_Directions_. Please locate each line in the records below that contains the word "wing" and copy those lines out in full. Case counts when matching.

_Exercise input_.
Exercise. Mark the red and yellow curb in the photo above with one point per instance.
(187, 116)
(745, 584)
* * *
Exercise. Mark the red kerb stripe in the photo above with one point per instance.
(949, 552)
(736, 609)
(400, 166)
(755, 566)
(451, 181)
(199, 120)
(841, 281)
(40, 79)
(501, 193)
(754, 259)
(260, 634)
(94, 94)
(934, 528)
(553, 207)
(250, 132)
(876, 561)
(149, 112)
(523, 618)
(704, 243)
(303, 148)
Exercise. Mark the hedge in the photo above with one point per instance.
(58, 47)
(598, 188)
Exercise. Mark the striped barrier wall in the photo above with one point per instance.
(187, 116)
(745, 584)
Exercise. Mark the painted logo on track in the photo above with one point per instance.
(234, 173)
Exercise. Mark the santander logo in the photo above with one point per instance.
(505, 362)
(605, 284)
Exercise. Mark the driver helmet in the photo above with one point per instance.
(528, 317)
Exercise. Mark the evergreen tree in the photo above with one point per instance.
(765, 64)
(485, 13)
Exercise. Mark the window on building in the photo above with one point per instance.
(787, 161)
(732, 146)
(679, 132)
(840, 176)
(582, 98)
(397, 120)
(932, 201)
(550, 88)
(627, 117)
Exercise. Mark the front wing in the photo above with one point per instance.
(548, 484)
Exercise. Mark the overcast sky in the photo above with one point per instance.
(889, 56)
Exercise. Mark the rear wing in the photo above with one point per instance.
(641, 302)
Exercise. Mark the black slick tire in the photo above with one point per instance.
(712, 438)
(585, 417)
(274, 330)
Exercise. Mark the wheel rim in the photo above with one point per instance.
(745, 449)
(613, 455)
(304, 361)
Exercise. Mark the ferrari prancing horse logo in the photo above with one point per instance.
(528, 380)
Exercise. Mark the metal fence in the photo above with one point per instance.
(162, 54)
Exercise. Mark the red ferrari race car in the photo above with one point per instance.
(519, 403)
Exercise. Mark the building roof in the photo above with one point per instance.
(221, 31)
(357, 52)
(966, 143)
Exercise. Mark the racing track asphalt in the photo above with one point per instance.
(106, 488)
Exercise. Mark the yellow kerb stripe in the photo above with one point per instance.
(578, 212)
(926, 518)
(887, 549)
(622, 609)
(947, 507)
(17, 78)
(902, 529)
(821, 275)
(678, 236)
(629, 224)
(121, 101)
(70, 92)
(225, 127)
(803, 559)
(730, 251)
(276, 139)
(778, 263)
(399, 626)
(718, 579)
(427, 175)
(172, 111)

_Full answer_.
Exercise. Mark the front wing in the photo above with one point per instance.
Exercise. Mark the rear wing in the photo above with one point per instance.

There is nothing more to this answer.